- Exercise directions -
Set down all of the entries word for word, omitting the images they contain.

▬▬▬▬▬▬

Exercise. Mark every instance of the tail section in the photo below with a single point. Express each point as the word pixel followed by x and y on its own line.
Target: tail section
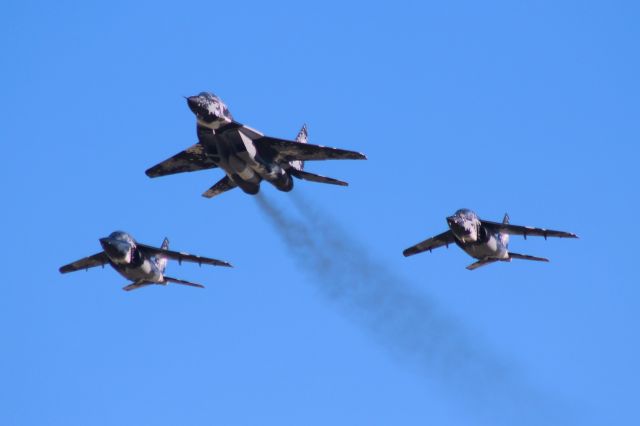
pixel 183 282
pixel 136 285
pixel 303 137
pixel 504 237
pixel 526 257
pixel 297 169
pixel 481 262
pixel 161 261
pixel 223 185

▬▬▬▬▬▬

- Written reply -
Exercise. Mark every instance of the tail section in the photo below with a single point. Express each point as the word pixel followed by x and y on its own line.
Target: tail section
pixel 183 282
pixel 136 285
pixel 303 137
pixel 504 237
pixel 526 257
pixel 297 169
pixel 481 262
pixel 161 261
pixel 223 185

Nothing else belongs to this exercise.